■ SOURCE RECORDS ■
◇ ◇ ◇ ◇
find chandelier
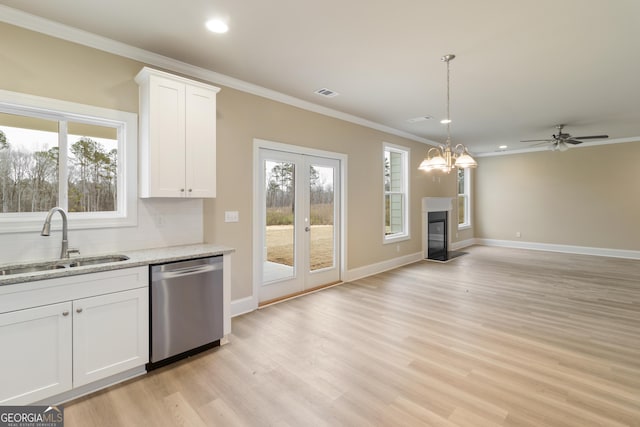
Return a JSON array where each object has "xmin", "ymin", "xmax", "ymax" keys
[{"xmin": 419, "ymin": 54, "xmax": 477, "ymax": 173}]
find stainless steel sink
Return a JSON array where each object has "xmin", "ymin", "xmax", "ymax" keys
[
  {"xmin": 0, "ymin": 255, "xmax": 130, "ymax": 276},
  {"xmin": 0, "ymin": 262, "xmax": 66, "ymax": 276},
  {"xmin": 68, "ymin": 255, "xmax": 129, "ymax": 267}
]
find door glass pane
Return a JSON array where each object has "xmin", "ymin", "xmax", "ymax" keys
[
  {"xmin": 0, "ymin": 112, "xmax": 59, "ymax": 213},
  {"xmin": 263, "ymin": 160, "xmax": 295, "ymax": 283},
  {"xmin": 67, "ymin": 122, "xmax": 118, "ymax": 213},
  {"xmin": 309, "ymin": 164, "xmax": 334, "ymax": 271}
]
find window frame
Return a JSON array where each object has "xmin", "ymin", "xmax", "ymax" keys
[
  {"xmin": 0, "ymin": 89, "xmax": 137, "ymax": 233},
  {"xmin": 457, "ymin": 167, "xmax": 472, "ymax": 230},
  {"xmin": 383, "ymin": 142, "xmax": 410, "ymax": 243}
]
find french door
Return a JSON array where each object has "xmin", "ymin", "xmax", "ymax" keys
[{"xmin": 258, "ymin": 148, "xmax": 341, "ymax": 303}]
◇ ◇ ◇ ◇
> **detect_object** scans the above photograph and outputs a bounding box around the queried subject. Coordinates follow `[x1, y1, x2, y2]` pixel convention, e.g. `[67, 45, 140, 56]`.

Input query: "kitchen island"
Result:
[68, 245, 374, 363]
◇ ◇ ◇ ◇
Copy every line of the listing that contains the word "find".

find chandelier
find stainless steel sink
find door glass pane
find window frame
find french door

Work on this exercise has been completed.